> _What is required_
Return the entries below verbatim. Pictures stay out.

Start of Data for this exercise

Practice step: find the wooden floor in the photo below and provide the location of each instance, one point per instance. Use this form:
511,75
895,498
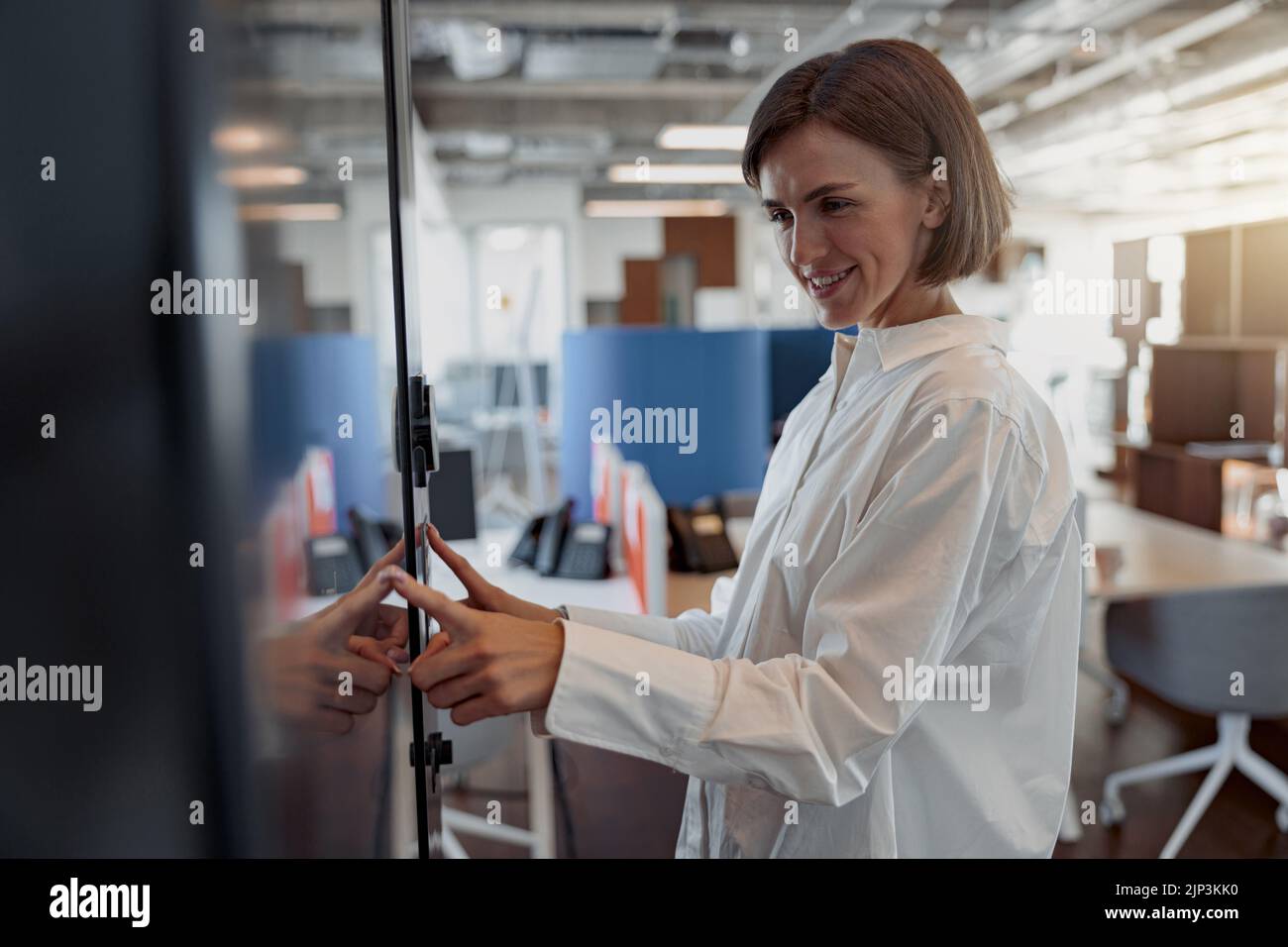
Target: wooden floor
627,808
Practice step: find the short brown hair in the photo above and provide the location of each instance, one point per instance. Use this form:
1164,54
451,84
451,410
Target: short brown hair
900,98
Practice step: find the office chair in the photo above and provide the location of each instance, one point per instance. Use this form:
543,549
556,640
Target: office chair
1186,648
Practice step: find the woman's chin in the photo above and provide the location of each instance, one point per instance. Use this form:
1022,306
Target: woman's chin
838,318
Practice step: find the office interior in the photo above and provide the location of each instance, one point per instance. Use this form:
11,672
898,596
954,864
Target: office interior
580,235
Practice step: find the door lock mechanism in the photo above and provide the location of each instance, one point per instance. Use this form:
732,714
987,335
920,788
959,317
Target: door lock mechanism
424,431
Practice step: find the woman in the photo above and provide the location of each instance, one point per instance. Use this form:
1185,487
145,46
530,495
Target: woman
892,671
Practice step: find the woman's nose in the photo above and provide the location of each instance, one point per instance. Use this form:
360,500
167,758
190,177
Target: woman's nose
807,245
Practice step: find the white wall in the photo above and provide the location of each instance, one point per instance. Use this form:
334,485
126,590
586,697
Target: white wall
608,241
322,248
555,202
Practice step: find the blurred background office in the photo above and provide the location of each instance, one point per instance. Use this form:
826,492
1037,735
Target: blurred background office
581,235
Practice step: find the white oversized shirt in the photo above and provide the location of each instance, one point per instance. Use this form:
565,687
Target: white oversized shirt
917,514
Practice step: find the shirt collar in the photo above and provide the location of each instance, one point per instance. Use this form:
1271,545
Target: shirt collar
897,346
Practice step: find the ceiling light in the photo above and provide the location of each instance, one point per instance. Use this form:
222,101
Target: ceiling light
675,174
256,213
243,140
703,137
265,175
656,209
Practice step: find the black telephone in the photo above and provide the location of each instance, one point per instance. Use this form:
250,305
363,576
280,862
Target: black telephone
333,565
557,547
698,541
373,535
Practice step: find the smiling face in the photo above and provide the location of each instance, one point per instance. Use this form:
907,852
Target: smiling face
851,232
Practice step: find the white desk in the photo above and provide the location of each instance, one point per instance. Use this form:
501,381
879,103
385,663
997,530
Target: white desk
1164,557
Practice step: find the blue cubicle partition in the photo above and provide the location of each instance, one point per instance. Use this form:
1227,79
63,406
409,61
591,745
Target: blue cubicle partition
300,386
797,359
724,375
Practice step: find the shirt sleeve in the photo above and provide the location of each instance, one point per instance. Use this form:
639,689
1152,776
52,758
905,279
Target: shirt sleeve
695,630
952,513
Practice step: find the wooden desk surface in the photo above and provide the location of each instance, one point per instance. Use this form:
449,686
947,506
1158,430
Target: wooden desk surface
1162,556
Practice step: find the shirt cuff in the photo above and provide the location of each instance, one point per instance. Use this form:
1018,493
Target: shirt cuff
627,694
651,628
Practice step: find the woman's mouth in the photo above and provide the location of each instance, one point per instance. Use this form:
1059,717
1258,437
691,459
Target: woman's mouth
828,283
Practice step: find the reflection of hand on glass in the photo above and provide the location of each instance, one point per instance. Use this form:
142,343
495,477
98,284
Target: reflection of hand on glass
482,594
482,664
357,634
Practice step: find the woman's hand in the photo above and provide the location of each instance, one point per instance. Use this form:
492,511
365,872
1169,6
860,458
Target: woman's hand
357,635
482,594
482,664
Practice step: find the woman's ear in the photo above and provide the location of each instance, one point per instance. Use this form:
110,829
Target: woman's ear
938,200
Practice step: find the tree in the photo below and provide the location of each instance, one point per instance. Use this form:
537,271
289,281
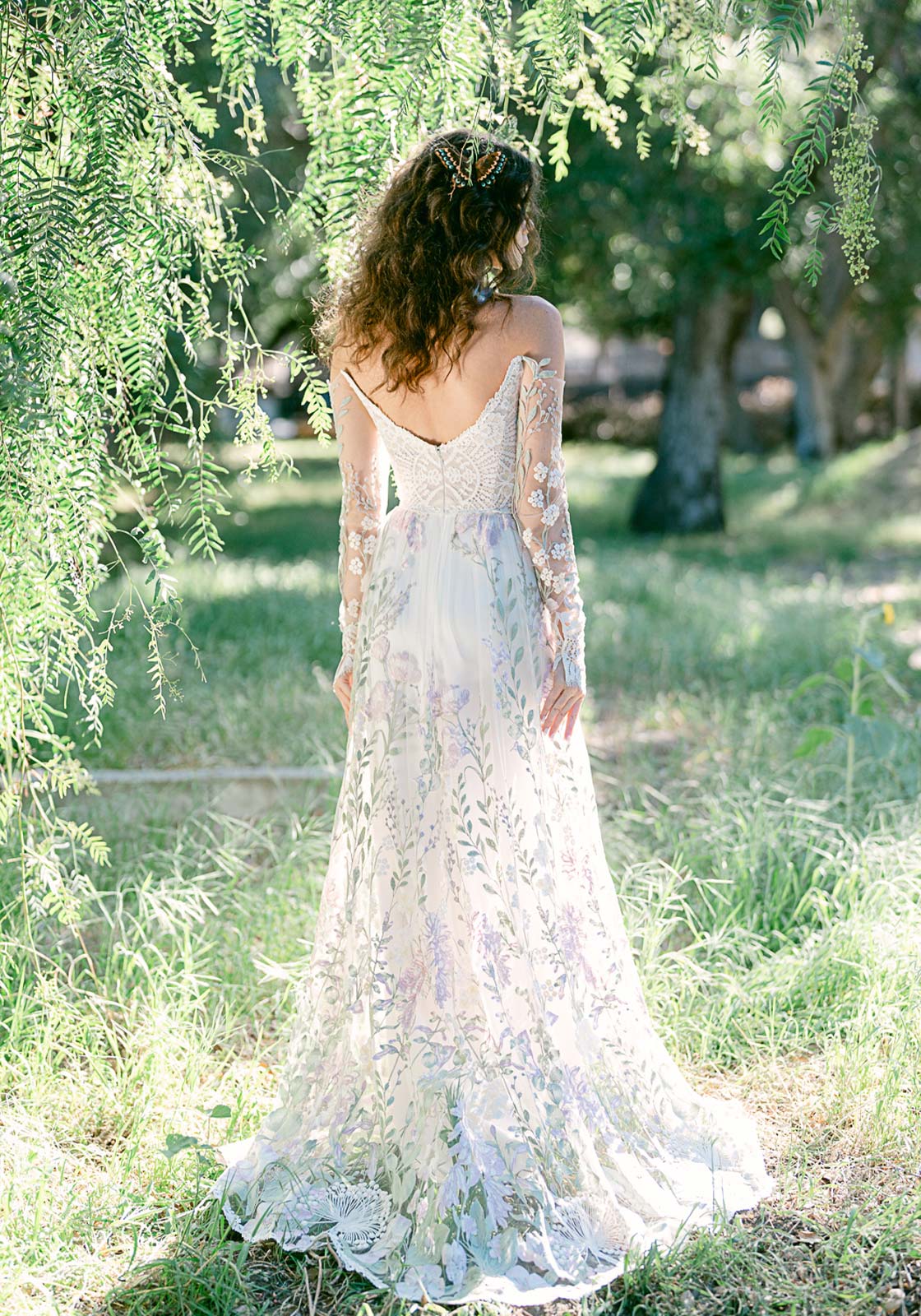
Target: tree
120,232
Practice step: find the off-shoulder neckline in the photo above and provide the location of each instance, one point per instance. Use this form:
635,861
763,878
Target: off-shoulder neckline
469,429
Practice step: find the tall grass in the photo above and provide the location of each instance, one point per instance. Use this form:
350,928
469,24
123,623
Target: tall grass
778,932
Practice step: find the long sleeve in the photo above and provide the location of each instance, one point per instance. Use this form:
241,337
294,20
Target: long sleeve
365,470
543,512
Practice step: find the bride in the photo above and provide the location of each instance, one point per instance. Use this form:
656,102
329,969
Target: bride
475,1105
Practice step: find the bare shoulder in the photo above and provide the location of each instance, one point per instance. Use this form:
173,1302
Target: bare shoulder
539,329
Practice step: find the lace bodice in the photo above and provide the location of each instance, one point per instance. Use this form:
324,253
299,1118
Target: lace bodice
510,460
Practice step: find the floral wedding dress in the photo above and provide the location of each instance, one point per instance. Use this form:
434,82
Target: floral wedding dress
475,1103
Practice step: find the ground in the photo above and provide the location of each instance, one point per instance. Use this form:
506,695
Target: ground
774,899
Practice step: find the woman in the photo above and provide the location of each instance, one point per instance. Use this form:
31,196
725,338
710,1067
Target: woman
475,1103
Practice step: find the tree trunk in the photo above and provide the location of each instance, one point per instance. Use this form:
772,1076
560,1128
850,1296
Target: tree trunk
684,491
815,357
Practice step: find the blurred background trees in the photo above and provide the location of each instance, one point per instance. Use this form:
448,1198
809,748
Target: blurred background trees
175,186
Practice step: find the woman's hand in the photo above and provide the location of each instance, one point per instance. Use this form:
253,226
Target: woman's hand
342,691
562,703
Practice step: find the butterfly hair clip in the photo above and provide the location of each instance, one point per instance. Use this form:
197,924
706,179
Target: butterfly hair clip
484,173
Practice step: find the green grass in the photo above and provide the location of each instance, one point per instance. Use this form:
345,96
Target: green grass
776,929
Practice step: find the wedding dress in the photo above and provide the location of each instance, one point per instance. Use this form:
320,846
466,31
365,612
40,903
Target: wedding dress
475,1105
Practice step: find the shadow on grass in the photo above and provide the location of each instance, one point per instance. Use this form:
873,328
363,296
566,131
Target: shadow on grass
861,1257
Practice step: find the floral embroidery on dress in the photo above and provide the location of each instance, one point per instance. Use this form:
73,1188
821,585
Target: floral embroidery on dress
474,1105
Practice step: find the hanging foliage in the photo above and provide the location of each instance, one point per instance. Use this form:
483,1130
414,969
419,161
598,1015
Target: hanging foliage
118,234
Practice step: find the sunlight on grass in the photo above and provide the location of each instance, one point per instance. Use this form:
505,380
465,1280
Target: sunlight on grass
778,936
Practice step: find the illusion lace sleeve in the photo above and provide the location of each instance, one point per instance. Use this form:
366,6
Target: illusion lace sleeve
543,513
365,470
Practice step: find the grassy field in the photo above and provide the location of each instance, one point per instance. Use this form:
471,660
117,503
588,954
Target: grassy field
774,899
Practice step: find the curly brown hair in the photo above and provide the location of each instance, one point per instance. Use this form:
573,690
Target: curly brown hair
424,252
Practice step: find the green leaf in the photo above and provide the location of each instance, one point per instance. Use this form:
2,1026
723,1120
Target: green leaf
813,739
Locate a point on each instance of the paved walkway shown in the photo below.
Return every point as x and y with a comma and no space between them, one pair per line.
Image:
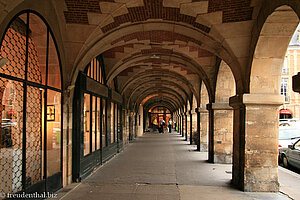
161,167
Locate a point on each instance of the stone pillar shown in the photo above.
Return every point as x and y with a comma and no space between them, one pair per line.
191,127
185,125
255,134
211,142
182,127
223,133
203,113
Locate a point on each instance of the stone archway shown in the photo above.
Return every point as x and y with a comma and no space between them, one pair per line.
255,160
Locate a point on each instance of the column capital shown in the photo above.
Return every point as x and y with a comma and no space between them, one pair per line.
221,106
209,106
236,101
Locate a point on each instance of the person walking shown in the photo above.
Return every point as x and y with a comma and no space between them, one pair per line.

End of Data for this exercise

> _Answer below_
Practice step: find the wooden floor in the photo below and provide the location of each instance, one point per instance. Use this form:
511,75
895,498
Target: wooden floor
627,808
Practice step: find the short brown hair in the photo above and provide the location of each instance, one point per instance. Use this form:
1164,54
451,84
451,410
Target: short brown hair
900,98
Practice step: find the office chair in the photo above and provide the location of each instance, one point per instance. Use this form:
543,549
556,640
Target: office chair
1186,648
Practice step: find the woman's chin in the photo above and provide the location of each instance, one point per instance. Use this form:
1022,306
Target: woman's chin
838,318
Practice step: find the office interior in the photo above and provide the location of each instance, one point per instance. Use this form:
11,672
898,596
954,864
Target: office interior
580,235
Practice step: find the door lock mechanism in the photo above and provide the location of each instance, one point per instance. Use this form:
732,714
987,335
920,788
959,317
Target: door lock mechanism
424,431
Practice step: find the woman in the photo above and provide the location of each instance, one point per instance. Use this form:
1185,487
145,46
530,495
Target: woman
892,671
Practice step: find the woman's nose in the photo above and provide the location of each instance, one point per instance. Use this form:
360,500
167,758
190,177
Target: woman's nose
807,245
Practice step: find the white wall in the photo above and provide the location of each instance, one point per instance. Use this form:
334,485
126,590
586,697
Target: white wall
608,241
322,248
555,202
Practice step: find the blurred background office in the photo above and provide the location of each instance, one point per instance. Use this form:
826,492
1037,735
Target: blurred background office
581,235
Practice step: find the white oversized shirt in the photo above and provide the location of each instance, one point per instance. Use this form:
565,687
Target: white oversized shirt
917,514
Practice step: find the shirt collar in the photo above and provide the location of each instance, one point per instance. Use this form:
1271,545
Target: shirt collar
897,346
Practice step: find the ceiling light in the photo above and provide the location of each instance, one point per instance. Use this form:
222,101
Target: ceiling light
675,174
256,213
243,140
703,137
265,175
656,209
Practice step: find the black telephone in the photo above and provide the location of each instance, one point per instance. Use this form:
250,305
363,576
280,862
Target: black telephone
333,565
557,547
698,541
373,535
Practice step: find the smiling face in the photo above and provide the location of each instance, one point per instance. Use this form:
907,852
Target: smiling face
851,232
Practice step: find the white desk in the photo above and provide the location of each instance, one point per instance. Use this form:
501,381
879,103
385,663
997,530
Target: white desk
1164,557
Practice step: find the blue cubicle partition in the photo above and provide the location of each instance, one point per instance. Use this form:
1227,79
63,406
409,61
591,745
Target: blue cubicle partition
300,386
797,359
724,375
Practice step: find the shirt sleeve in the photo above and provide the location of each instance, one point per instance. Use this form:
639,689
1152,776
52,758
905,279
Target: shirt sleeve
695,630
952,513
Practice step: find the wooden desk surface in the photo above and provide the location of each instance, one point per instance. Use this form:
449,686
947,506
1158,430
Target: wooden desk surface
1162,556
Practice step: find the shirt cuff in the photo above and provide the location of each instance, one point per instance. Use this form:
1018,493
Target: shirt cuff
627,694
651,628
Practice step: find the woman's mouth in the photo above and provide the location of each instance, one point per instance. Use this form:
1059,717
1258,437
691,459
Target: woman's mouth
828,283
Practice step: find the reflection of hand on glass in the photo above and provide the location of each instance, one point per instance. Use this form:
142,343
495,477
98,284
Target: reflection of hand on glass
482,594
482,664
357,634
Practice step: find the woman's hand in the photo above and provide the location of each instance, one point per instance. Use this form:
492,511
365,872
1169,6
860,458
Target: woman's hand
357,635
482,594
482,664
Practice step: find the woman's ear in the photo above and provide the location of each instance, one point per instance. Use this form:
110,829
Target: woman's ear
938,200
Practice step: find the tree in the photo below and provide the location of each instance, one point per instance. Use this form:
537,271
289,281
Target: tree
120,232
Practice step: find the off-shoulder neckline in the photo above and provide the location of each instance, one point per instance. Use this form:
635,861
763,878
Target: off-shoulder neckline
469,429
Practice step: find the tall grass in the photo above and provide the location of each instance, one point per instance. Use this form:
350,928
469,24
123,623
Target: tall grass
778,932
Practice step: find the long sleeve in the photo above and provide the location of each instance, one point per instance. Use this form:
241,337
294,20
Target: long sleeve
365,470
543,512
Practice step: find the bride in the photo above and provide the location of each instance, one point per instance. Use this form:
656,102
329,969
Target: bride
475,1105
Practice step: find the bare shoulder in the photo above and provide the location of each instance, one point per instance. Use this form:
173,1302
Target: bare shoulder
539,329
Practice step: find the lace bodice in the photo above and provide the location of each instance, one point per instance. Use this form:
324,253
299,1118
Target: lace bodice
510,460
Practice step: find the floral wedding dress in the photo above and provide the location of each instance, one point per instance. Use this form:
434,82
Target: floral wedding dress
475,1103
Practice step: find the ground in the photo above and provide the location of each instance, one point per instance. Use this form:
506,695
Target: ground
774,899
Practice step: find the woman in the photo above and provide the location of each instance, one point per instance. Use this form:
31,196
725,338
710,1067
Target: woman
475,1103
Practice step: find the tree trunk in the photo above and provide the location of each instance, one point per instance. Use this form:
772,1076
560,1128
850,1296
Target: tree trunk
684,491
815,357
Practice step: find the blurred background trees in the photo above and provide the location of each instance, one point per instance. Use this form:
448,1198
809,748
Target: blurred background trees
175,186
Practice step: find the woman's hand in the photo above and provide the location of each instance, one point per instance. Use this form:
253,226
Target: woman's hand
342,691
562,703
Practice step: find the butterfly hair clip in the photo above and provide the location of each instance, one point per instance. Use this form:
197,924
706,179
Target: butterfly hair clip
484,173
Practice step: find the green grass in the photo above and provide the location of each instance, one point per instance. Use this form:
345,96
Target: green grass
776,929
Practice step: find the wedding dress in the photo above and provide the location of each instance, one point per instance. Use this form:
320,846
466,31
365,612
40,903
Target: wedding dress
475,1105
Practice step: find the shadow on grass in the photo above and provide the location of each instance, one point per instance. Use this form:
873,328
363,296
566,131
Target: shadow on grass
861,1257
Practice step: find the floral embroidery on dress in the photo above and provide the location of each instance, one point per instance. Use this form:
73,1188
821,585
Target: floral embroidery on dress
474,1105
Practice step: find the hanging foliage in the photo above and provide the location of each instance, one point per instance. Use this form:
483,1130
414,969
419,161
598,1015
Target: hanging foliage
118,234
Practice step: find the sunlight on grass in the photo above and provide the location of each instance, one point per instance. Use this form:
505,380
465,1280
Target: sunlight on grass
778,936
Practice step: find the illusion lace sleeve in the photo above and provide the location of each instance, one point per instance. Use this form:
366,6
Target: illusion lace sleeve
543,513
365,470
Practice step: find the grassy field in the photo above and provide the location of each instance, one point per instance. Use this form:
471,660
117,503
588,954
Target: grassy field
774,899
Practice step: find the curly brown hair in the photo above and provide the location of each instance, one point per instance. Use this form:
573,690
Target: curly brown hair
424,252
Practice step: find the green leaf in the photo above and provide the location of each instance, one point per instance. Use this form:
2,1026
723,1120
Target: green leaf
813,739
Locate a point on each instance of the paved walkway shown in the photo below.
Return every point as x and y with a comma and no space between them, one pair per line.
Image:
161,167
Locate a point on each instance of the stone pillar shown in the photo above.
Return every point as x and y with a comma and no space between them, one pair per line.
191,127
185,125
255,134
211,142
182,127
223,133
203,113
Locate a point on each instance of the stone archway shown in the photo above.
Return every point as x and y with a comma and no space between them, one pair per line.
255,160
Locate a point on each instance of the column capital shown in the photo above.
Return every point as x and y with a comma and no space between them, one pair per line.
221,106
209,106
236,101
Locate a point on each instance of the person walking shown in the photo above.
Return every point as x and y with a comma and no space between them, one pair per line.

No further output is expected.